* [WHAT TO DO]
The records below need to be copied in full. Match them exactly.

* [INPUT FOR THIS TASK]
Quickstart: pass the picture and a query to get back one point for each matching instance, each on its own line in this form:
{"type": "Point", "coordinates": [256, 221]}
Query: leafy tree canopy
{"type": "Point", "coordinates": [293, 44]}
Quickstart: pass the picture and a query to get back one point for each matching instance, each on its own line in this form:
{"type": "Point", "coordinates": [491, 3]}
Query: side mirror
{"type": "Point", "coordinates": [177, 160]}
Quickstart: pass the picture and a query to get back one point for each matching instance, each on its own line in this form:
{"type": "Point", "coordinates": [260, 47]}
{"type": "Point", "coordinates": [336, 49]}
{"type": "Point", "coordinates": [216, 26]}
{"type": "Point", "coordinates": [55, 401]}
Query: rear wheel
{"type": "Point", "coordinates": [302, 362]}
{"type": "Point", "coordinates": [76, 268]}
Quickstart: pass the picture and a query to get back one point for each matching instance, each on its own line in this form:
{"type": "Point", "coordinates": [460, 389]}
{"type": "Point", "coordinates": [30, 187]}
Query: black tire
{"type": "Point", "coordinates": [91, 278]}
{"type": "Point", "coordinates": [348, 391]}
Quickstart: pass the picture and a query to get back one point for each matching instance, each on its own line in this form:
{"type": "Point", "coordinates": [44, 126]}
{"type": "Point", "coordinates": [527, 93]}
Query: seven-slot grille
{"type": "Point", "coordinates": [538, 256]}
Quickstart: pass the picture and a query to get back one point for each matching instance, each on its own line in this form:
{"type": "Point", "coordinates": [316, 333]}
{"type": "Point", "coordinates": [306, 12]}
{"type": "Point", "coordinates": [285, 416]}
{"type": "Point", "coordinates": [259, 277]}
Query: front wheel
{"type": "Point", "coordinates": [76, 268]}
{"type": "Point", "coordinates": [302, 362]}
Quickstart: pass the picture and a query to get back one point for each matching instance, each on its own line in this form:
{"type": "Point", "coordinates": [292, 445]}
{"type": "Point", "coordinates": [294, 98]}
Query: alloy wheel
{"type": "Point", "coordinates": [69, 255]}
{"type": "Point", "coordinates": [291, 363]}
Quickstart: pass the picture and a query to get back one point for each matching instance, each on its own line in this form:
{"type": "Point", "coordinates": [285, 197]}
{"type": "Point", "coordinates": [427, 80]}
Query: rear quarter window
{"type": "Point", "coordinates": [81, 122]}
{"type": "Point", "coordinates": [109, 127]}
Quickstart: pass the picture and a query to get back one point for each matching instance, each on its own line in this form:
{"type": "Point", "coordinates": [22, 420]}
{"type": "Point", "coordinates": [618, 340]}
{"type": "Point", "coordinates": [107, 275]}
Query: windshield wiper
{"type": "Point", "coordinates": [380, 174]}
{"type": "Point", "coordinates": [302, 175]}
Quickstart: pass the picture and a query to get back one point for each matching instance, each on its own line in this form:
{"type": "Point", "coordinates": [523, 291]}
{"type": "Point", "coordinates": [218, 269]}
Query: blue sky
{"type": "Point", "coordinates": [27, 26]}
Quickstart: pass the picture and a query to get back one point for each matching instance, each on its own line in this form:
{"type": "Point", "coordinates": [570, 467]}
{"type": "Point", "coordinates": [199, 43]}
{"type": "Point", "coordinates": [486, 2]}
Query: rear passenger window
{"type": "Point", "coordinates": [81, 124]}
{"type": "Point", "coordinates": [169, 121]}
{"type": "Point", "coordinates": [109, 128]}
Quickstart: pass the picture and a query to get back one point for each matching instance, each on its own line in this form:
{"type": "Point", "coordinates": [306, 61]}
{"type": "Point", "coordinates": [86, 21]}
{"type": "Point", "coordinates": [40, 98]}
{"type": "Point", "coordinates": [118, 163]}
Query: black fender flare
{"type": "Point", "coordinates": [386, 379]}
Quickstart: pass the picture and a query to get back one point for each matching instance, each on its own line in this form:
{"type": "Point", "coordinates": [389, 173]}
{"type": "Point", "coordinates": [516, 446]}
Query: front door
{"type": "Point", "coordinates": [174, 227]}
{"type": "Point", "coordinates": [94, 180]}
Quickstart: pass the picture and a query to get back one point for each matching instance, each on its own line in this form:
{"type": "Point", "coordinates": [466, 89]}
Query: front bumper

* [THE ANSWER]
Quickstart: pass the picture and a query to get back one point for each matching instance, each on its own line in this form:
{"type": "Point", "coordinates": [256, 221]}
Query: leafy tree canopy
{"type": "Point", "coordinates": [293, 44]}
Quickstart: pass the picture and a query to get back one point for each matching instance, each on its own line in this form:
{"type": "Point", "coordinates": [491, 3]}
Query: side mirror
{"type": "Point", "coordinates": [177, 160]}
Quickstart: pass the picture and a query to get back one point for each matching instance, each on its own line in this form:
{"type": "Point", "coordinates": [260, 47]}
{"type": "Point", "coordinates": [336, 49]}
{"type": "Point", "coordinates": [216, 26]}
{"type": "Point", "coordinates": [55, 401]}
Query: rear wheel
{"type": "Point", "coordinates": [302, 362]}
{"type": "Point", "coordinates": [76, 268]}
Quickstart: pass the picture and a query to get back one point for each matching instance, each on its own line in this form:
{"type": "Point", "coordinates": [460, 389]}
{"type": "Point", "coordinates": [30, 187]}
Query: black tire
{"type": "Point", "coordinates": [91, 278]}
{"type": "Point", "coordinates": [348, 391]}
Quickstart: pass the picture and a query to get back one point for each matching instance, each on its own line in this form:
{"type": "Point", "coordinates": [44, 126]}
{"type": "Point", "coordinates": [527, 93]}
Query: seven-slot grille
{"type": "Point", "coordinates": [538, 256]}
Quickstart: pass the picture and a query to get back one point for each matching instance, each on its own line in this form:
{"type": "Point", "coordinates": [316, 333]}
{"type": "Point", "coordinates": [306, 12]}
{"type": "Point", "coordinates": [285, 416]}
{"type": "Point", "coordinates": [259, 277]}
Query: front wheel
{"type": "Point", "coordinates": [76, 268]}
{"type": "Point", "coordinates": [302, 362]}
Quickstart: pass the picture and a query to get back one point for each matching instance, each on its own line in this form:
{"type": "Point", "coordinates": [292, 445]}
{"type": "Point", "coordinates": [294, 98]}
Query: alloy wheel
{"type": "Point", "coordinates": [69, 255]}
{"type": "Point", "coordinates": [291, 363]}
Quickstart: pass the picture and a query to get back one point for each matching instance, each on its own line in this form:
{"type": "Point", "coordinates": [285, 197]}
{"type": "Point", "coordinates": [427, 80]}
Query: rear quarter window
{"type": "Point", "coordinates": [81, 122]}
{"type": "Point", "coordinates": [109, 127]}
Quickstart: pass the picture and a query to get back one point for each matching instance, each on its own line in this form:
{"type": "Point", "coordinates": [22, 420]}
{"type": "Point", "coordinates": [618, 340]}
{"type": "Point", "coordinates": [107, 275]}
Query: windshield wiper
{"type": "Point", "coordinates": [380, 174]}
{"type": "Point", "coordinates": [302, 175]}
Quickstart: pass the picture and a query to get back one point for each matching instance, each on its own line in this form:
{"type": "Point", "coordinates": [523, 291]}
{"type": "Point", "coordinates": [218, 269]}
Query: blue sky
{"type": "Point", "coordinates": [27, 26]}
Quickstart: pass the picture and a query to get back one point for each matching instance, each on its own line in this form:
{"type": "Point", "coordinates": [570, 467]}
{"type": "Point", "coordinates": [199, 43]}
{"type": "Point", "coordinates": [486, 2]}
Query: rear passenger window
{"type": "Point", "coordinates": [81, 124]}
{"type": "Point", "coordinates": [169, 121]}
{"type": "Point", "coordinates": [109, 128]}
Quickstart: pass the picture and a query to get back one point for each matching instance, each on its own line in this form:
{"type": "Point", "coordinates": [306, 61]}
{"type": "Point", "coordinates": [86, 21]}
{"type": "Point", "coordinates": [40, 98]}
{"type": "Point", "coordinates": [118, 163]}
Query: black fender flare
{"type": "Point", "coordinates": [386, 379]}
Quickstart: pass the picture and a query to get back one point for each matching instance, each on its own line in this form:
{"type": "Point", "coordinates": [389, 173]}
{"type": "Point", "coordinates": [516, 446]}
Query: front door
{"type": "Point", "coordinates": [174, 227]}
{"type": "Point", "coordinates": [94, 180]}
Quickstart: pass the picture and a query to get back one point for each matching instance, each on its own line in this form:
{"type": "Point", "coordinates": [466, 89]}
Query: front bumper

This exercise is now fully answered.